Location identification entries
— BEGIN —
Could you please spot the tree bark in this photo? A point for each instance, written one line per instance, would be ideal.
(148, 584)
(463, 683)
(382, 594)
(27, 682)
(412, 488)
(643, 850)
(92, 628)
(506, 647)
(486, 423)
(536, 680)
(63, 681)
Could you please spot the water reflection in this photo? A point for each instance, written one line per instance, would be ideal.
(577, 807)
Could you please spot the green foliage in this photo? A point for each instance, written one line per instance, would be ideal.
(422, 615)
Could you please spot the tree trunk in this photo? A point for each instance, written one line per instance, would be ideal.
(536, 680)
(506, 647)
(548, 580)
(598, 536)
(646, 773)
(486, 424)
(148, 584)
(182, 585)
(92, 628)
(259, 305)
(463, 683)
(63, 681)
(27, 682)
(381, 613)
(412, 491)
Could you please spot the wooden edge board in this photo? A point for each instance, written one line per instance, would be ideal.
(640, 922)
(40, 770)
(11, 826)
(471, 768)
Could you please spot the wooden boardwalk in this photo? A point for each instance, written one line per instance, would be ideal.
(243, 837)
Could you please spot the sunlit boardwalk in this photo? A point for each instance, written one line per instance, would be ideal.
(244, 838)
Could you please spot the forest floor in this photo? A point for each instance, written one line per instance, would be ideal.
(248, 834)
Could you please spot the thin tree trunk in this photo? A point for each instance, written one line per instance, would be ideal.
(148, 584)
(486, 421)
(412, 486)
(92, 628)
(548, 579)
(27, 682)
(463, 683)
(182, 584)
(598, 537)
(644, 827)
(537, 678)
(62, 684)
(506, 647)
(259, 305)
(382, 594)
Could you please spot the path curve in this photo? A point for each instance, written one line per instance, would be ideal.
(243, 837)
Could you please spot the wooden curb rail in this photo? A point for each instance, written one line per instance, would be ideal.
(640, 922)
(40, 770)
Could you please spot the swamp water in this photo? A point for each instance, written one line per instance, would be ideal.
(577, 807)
— END —
● AIM OF THE EXERCISE:
Revise all the entries above, changing every "boardwalk" to "walkway" and keeping everything else unchanged.

● RESPONSE TO THE TASK:
Could you please spot the tree bark in this photo? A point for each instance, written one line per instance, would be ideal.
(148, 584)
(463, 683)
(382, 594)
(27, 682)
(412, 488)
(643, 850)
(92, 628)
(506, 647)
(486, 423)
(536, 680)
(63, 681)
Could you please spot the water reflection in this photo? A point for each instance, written one line per instance, would be ideal.
(577, 807)
Could you please spot the green foliage in this photo? A point for each instance, written one line per instance, would be ideal.
(422, 615)
Could you please spot the tree trunk in this photo? A point for each instance, written one line per instance, would be ideal.
(536, 680)
(506, 647)
(548, 580)
(598, 536)
(646, 773)
(486, 424)
(148, 584)
(182, 585)
(92, 628)
(259, 305)
(463, 683)
(63, 681)
(27, 682)
(381, 613)
(412, 491)
Could you please spot the wooden edge board in this photo? A point for each instance, written one line per instance, would be ideal.
(640, 922)
(40, 770)
(11, 826)
(471, 768)
Could you please spot the wooden walkway in this photo? A point for each instance, written one line per instance, would be ideal.
(243, 837)
Could you please spot the sunlit walkway in this photo? A point for each instance, written one line per instance, would be ideal.
(244, 838)
Could you please spot the forest floor in this photo? A point for each instance, written one line per instance, would be ideal.
(248, 834)
Could you please spot the thin tree trunk in this photo? A point for each instance, written one line per instance, would be ideal.
(148, 584)
(486, 421)
(412, 486)
(92, 628)
(548, 579)
(27, 682)
(463, 683)
(182, 584)
(598, 537)
(644, 827)
(537, 678)
(62, 684)
(506, 647)
(259, 305)
(382, 594)
Could you please spot the path curve in this photo? A point for each instance, written one line per instance, would be ideal.
(243, 837)
Could you please spot the wooden curb rail in this photo? A point for each instance, written one line per instance, would be ideal.
(640, 922)
(40, 770)
Could you please spot the swamp water in this photo? A point for each instance, written one line per instance, would be ideal.
(577, 807)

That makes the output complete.